Dataset records:

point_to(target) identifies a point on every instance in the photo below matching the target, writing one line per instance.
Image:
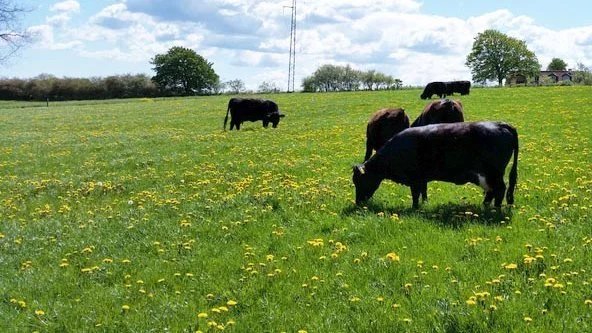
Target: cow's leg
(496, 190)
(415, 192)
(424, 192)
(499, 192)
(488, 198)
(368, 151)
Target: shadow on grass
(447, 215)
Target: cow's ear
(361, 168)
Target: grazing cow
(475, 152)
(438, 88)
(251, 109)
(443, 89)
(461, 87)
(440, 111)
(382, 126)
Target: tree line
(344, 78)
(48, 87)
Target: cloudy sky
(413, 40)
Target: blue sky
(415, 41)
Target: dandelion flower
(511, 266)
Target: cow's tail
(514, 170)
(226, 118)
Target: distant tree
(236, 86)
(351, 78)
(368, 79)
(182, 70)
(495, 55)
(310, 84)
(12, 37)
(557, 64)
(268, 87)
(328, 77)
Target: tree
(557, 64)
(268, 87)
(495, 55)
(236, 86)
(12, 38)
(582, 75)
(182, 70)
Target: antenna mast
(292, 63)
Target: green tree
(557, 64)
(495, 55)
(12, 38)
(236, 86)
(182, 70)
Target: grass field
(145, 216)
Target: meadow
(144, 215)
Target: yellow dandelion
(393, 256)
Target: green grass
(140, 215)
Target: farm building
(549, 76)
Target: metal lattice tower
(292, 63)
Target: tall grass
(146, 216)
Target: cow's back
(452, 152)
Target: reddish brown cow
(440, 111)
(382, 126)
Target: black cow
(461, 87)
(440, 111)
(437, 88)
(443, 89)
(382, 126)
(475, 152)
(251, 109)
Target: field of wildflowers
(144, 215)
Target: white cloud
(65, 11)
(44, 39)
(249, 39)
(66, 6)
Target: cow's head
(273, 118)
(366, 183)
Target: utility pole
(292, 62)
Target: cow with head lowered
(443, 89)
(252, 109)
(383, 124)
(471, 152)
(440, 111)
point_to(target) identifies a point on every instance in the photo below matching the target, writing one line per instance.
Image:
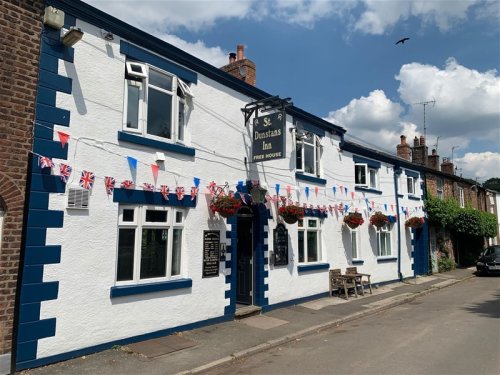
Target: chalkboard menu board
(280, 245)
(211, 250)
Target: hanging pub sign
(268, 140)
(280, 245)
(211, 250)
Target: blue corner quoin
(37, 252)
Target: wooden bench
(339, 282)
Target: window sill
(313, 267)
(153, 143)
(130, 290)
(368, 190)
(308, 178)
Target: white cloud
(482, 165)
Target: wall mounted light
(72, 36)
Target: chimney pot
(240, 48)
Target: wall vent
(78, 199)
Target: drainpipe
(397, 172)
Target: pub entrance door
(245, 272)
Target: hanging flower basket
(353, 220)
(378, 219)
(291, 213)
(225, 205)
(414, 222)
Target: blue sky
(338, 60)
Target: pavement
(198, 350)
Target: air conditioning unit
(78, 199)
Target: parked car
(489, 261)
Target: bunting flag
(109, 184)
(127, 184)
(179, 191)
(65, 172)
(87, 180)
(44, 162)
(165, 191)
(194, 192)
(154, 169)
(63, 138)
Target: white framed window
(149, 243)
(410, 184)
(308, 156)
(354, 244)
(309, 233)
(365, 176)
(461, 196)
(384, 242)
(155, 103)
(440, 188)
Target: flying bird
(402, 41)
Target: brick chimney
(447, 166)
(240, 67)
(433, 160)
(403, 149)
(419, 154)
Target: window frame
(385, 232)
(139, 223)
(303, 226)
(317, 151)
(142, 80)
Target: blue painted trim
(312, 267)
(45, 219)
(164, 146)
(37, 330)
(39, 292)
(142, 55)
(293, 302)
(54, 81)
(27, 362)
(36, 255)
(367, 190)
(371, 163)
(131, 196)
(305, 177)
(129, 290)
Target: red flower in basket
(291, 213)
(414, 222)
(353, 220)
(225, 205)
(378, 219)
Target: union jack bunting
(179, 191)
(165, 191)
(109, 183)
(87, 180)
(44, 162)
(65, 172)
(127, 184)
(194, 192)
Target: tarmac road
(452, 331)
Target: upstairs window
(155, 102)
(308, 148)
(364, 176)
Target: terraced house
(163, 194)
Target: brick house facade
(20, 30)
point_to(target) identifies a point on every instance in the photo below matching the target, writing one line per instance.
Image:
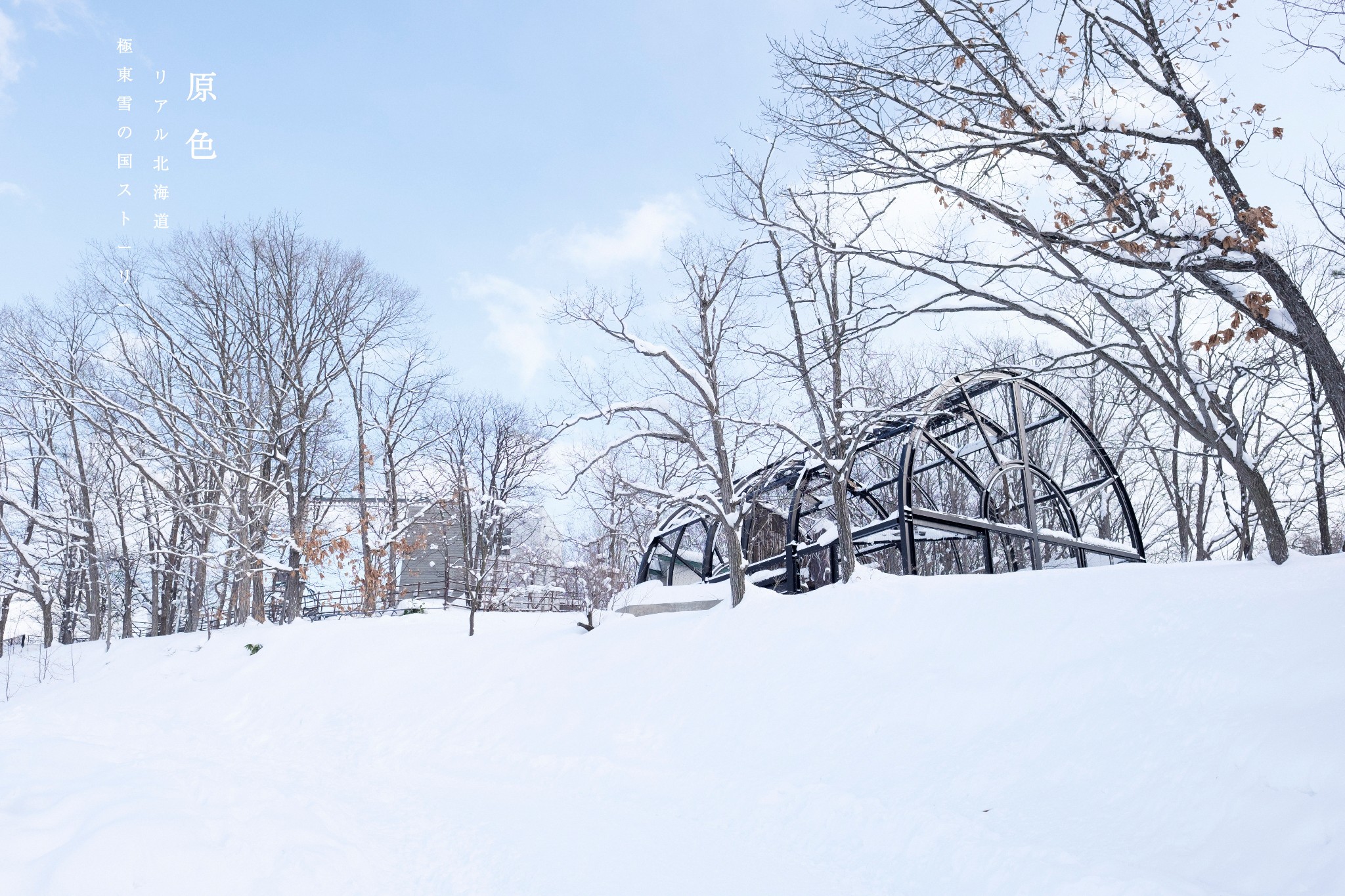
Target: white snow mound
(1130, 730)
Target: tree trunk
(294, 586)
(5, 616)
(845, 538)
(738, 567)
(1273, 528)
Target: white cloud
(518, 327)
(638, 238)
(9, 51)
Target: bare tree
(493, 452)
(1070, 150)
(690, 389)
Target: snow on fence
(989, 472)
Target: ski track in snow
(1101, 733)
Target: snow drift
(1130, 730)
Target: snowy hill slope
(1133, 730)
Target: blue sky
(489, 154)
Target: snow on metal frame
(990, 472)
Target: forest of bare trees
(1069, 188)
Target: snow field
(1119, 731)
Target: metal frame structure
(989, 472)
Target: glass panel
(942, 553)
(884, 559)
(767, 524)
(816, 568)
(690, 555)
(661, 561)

Given task: Rescale the rows starting at the line that contains "Target: bunting flag" and ending with the last row, both ends included. Reproduce every line, requests included, with each point coordinate multiplied by 2.2 and rounded to a whole number (halves round up), and omit the pictures.

Expected answer:
Target: bunting flag
(240, 405)
(279, 405)
(394, 420)
(143, 378)
(191, 396)
(97, 356)
(363, 420)
(427, 422)
(339, 372)
(139, 304)
Target: white framed window
(328, 535)
(902, 405)
(678, 343)
(779, 537)
(680, 513)
(803, 387)
(1014, 431)
(845, 532)
(341, 227)
(968, 414)
Target: flying bird
(884, 90)
Target: brick chimney
(983, 365)
(528, 147)
(953, 352)
(887, 328)
(922, 339)
Target: window frame
(847, 510)
(306, 491)
(667, 497)
(697, 332)
(312, 176)
Target: blue painted trim
(686, 587)
(99, 482)
(361, 321)
(81, 726)
(86, 642)
(312, 121)
(645, 664)
(119, 178)
(59, 796)
(79, 561)
(807, 418)
(816, 359)
(288, 431)
(671, 389)
(284, 638)
Target: red flower in basket
(640, 469)
(911, 488)
(777, 484)
(495, 451)
(832, 482)
Target: union jack bunting
(394, 420)
(363, 420)
(240, 403)
(191, 396)
(97, 356)
(143, 378)
(279, 405)
(427, 422)
Target: tarmac road
(994, 728)
Target: upstairs window
(341, 224)
(678, 326)
(801, 387)
Target: terraced house
(359, 427)
Target: brick house facade
(44, 66)
point_to(target) identifies a point on every instance in the photo below matching the target, writing one line per instance.
Image:
Target: white snow mound
(2486, 1606)
Target: tree trunk
(647, 1289)
(11, 1355)
(1859, 1184)
(1624, 1247)
(2801, 1162)
Target: white cloud
(1140, 719)
(1404, 524)
(20, 112)
Target: bare tree
(1085, 994)
(2354, 330)
(1518, 856)
Target: snow on fence
(2176, 1038)
Target: ski track in snow
(2422, 1613)
Target: snow drift
(2486, 1606)
Target: snowy hill slope
(2493, 1606)
Target: blue sky
(1076, 339)
Target: snow on metal frame
(2178, 1038)
Target: forest of bare trees
(2352, 414)
Target: snow field
(2462, 1608)
Target: metal frame structure
(2176, 1038)
Target: glass panel
(2072, 1217)
(1945, 1230)
(1687, 1153)
(1795, 1250)
(1518, 1221)
(1454, 1234)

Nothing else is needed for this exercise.